For this exercise, write out every entry exactly and leave the pictures out.

### RECORDS PROVIDED ###

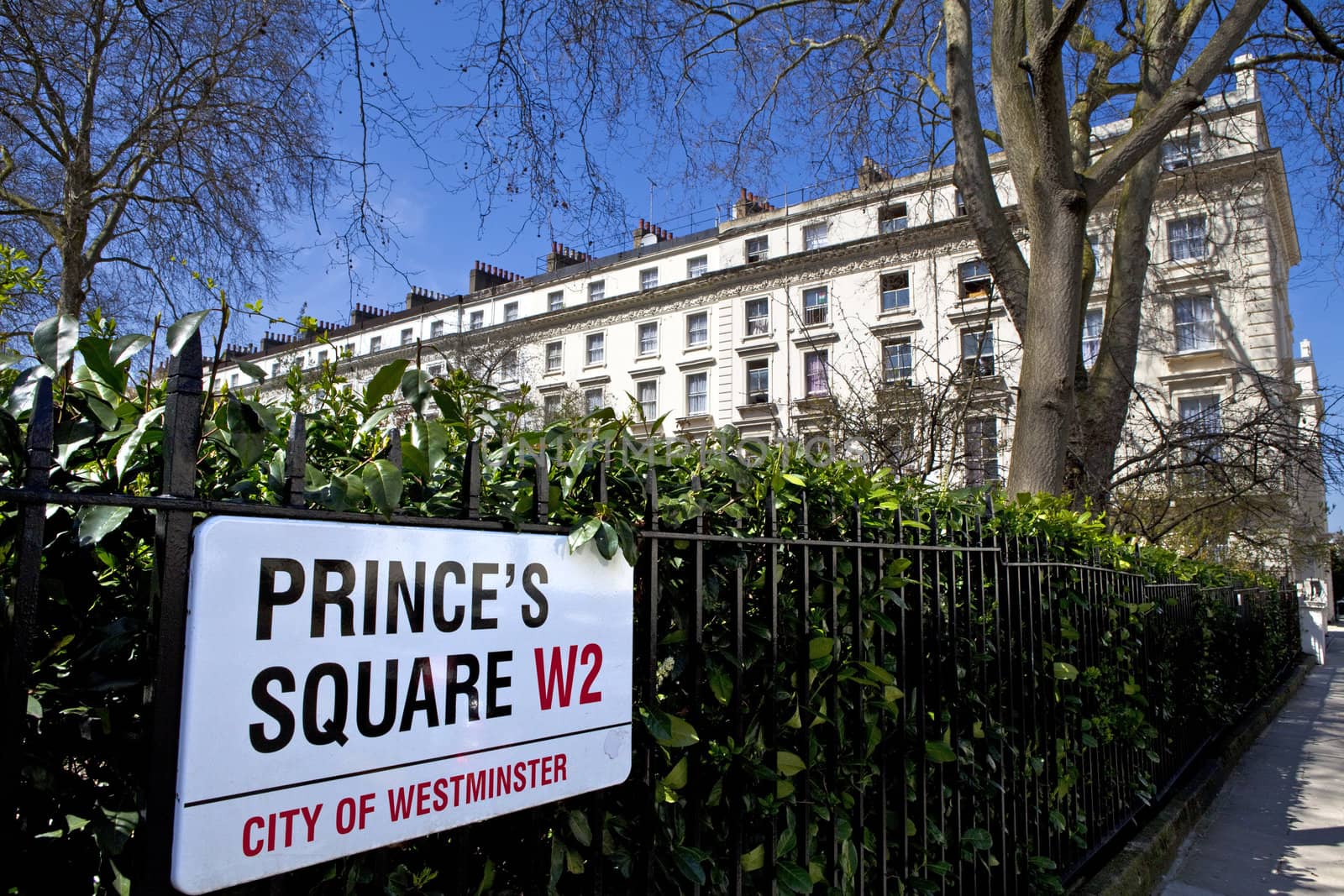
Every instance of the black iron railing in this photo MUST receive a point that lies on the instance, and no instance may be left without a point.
(932, 701)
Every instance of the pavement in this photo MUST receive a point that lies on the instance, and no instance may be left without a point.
(1277, 826)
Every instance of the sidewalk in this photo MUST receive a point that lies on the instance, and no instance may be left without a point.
(1277, 826)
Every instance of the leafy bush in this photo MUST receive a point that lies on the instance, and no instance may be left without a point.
(995, 696)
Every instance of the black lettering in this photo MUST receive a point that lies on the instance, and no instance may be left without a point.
(370, 597)
(481, 594)
(363, 698)
(459, 574)
(272, 707)
(266, 595)
(323, 597)
(534, 574)
(396, 586)
(333, 727)
(494, 681)
(421, 672)
(463, 687)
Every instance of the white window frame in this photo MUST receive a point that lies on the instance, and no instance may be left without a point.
(558, 356)
(591, 343)
(640, 332)
(757, 249)
(816, 235)
(1187, 238)
(1195, 322)
(705, 342)
(703, 378)
(642, 390)
(900, 295)
(816, 313)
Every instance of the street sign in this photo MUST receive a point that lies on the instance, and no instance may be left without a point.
(354, 685)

###

EXERCISE OUTPUT
Every instance of the black iron railing in this photo MUST receive a point that lies on the instance, and no instance may be left without a point.
(932, 701)
Every instance of the pavement in this photo MUST receive a point that lies on the instance, and no instance may be left without a point.
(1277, 826)
Every instance of the sidewalk in this photo MUST receive a point that lies on the instance, and no instance may be left without a point.
(1277, 826)
Every instance of the leafy bush in this photo MUST receive a point that lies on the instance, and no instance may be left without a point.
(995, 696)
Every instance of the black lettering in this photo MUST receive a point that lies on the instance, and no instance may be left without a point.
(370, 597)
(481, 594)
(363, 698)
(459, 574)
(272, 707)
(266, 595)
(323, 597)
(534, 574)
(396, 586)
(333, 727)
(494, 681)
(421, 672)
(463, 687)
Every instance of the white window frame in this photo MUST receive a point that lies on the instance, and no instance may be left without a point.
(558, 356)
(591, 343)
(640, 332)
(757, 249)
(816, 235)
(1187, 238)
(1195, 322)
(705, 342)
(703, 378)
(642, 390)
(900, 295)
(816, 313)
Every instance of the street sign in this photo MUST receive a point that lies on the instance, and no instance may be left without a point.
(354, 685)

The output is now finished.